Please rewrite every line of the records below as a numbered list, skipping any blank lines and leaving the pictures out.
------ MATERIAL SUPPLIED ------
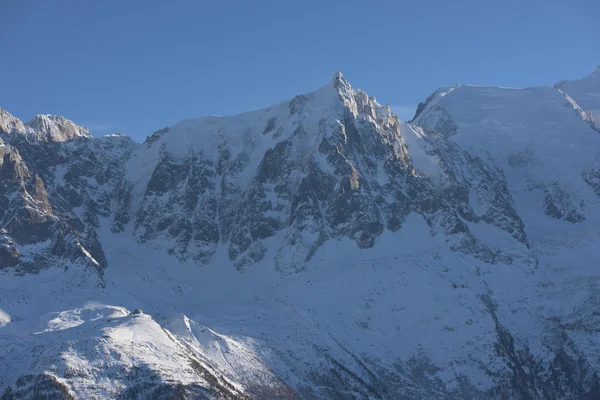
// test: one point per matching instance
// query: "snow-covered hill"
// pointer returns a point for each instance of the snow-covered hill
(320, 248)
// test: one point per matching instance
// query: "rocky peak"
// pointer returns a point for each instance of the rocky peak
(54, 128)
(8, 123)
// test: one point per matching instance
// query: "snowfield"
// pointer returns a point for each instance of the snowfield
(317, 249)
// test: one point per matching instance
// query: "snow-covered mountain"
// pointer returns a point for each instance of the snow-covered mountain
(319, 248)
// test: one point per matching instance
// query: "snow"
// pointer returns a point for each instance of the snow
(417, 147)
(409, 294)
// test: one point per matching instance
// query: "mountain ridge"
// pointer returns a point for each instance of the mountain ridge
(317, 248)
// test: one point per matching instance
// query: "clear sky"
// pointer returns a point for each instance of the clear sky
(138, 66)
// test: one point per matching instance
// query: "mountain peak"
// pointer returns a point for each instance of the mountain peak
(9, 123)
(55, 128)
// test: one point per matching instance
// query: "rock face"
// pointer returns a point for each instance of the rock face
(420, 260)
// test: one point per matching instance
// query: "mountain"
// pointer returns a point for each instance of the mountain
(319, 248)
(585, 92)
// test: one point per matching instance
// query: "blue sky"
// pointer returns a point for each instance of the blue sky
(138, 66)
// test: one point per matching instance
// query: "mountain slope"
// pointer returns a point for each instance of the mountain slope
(319, 248)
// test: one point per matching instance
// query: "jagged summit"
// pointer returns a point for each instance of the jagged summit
(55, 128)
(318, 246)
(9, 123)
(42, 127)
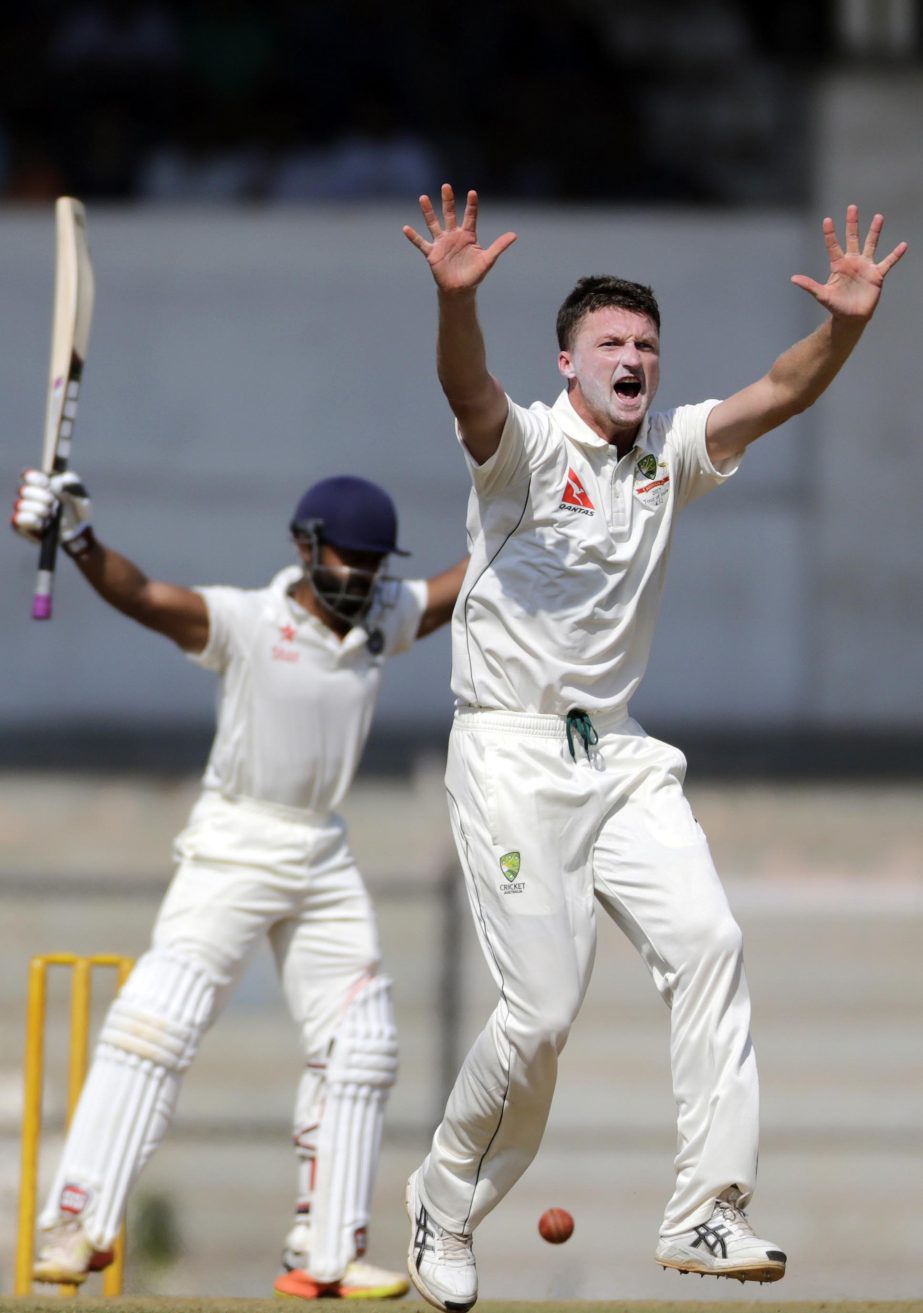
------
- _FULL OUTPUT_:
1. // test: one point per matching instance
2. // query: "snow-covered hill"
3. // pointer returns a point for each instance of the snow-covered hill
4. (320, 248)
5. // test: one point per matching instance
6. // query: "rocky peak"
7. // pointer returns a point for each instance of the rocky peak
8. (54, 128)
9. (8, 123)
10. // test: one point per matching instance
11. // query: "snowfield"
12. // pointer returns a point for each instance of the snowfield
13. (317, 249)
14. // test: one point per matching instance
15. // query: "snow-covered mountain"
16. // pointer returns a point for each instance of the snow-covered mountain
17. (319, 248)
18. // test: one point per matching instance
19. // query: "snow"
20. // pointer returns a point for each instance of the snow
21. (417, 147)
22. (409, 294)
23. // test: one point per matching instance
24. // query: "mountain ridge"
25. // pointer returns a point for each instance of the mountain ridge
26. (317, 248)
27. // test: one point per matching instance
28. // query: "clear sky"
29. // pointer returns a point for each instance of the clear sky
30. (138, 66)
31. // test: one point per matching instance
32. // query: "mountain peak"
33. // pointer returns a point for each instance of the mountain peak
34. (9, 123)
35. (55, 128)
36. // test: one point per matching instance
37. // query: "rock face"
38. // pointer returns a point for each instance of the rock face
39. (420, 260)
40. // test: one point per matching instance
41. // query: "mountain"
42. // pointer returns a point for each instance of the mountain
43. (319, 248)
44. (585, 92)
45. // test: one point per matching instance
46. // query: "blue sky"
47. // pointer returns a point for each instance of the blue sky
48. (138, 66)
49. // test: one point per matching instance
50. // query: "mountain slope"
51. // pointer returns a point for each instance of the mountain slope
52. (319, 248)
53. // test: one point per matching instance
54. // query: "jagged summit"
55. // pointer returns a point for each instance of the jagged summit
56. (55, 128)
57. (318, 246)
58. (9, 123)
59. (42, 127)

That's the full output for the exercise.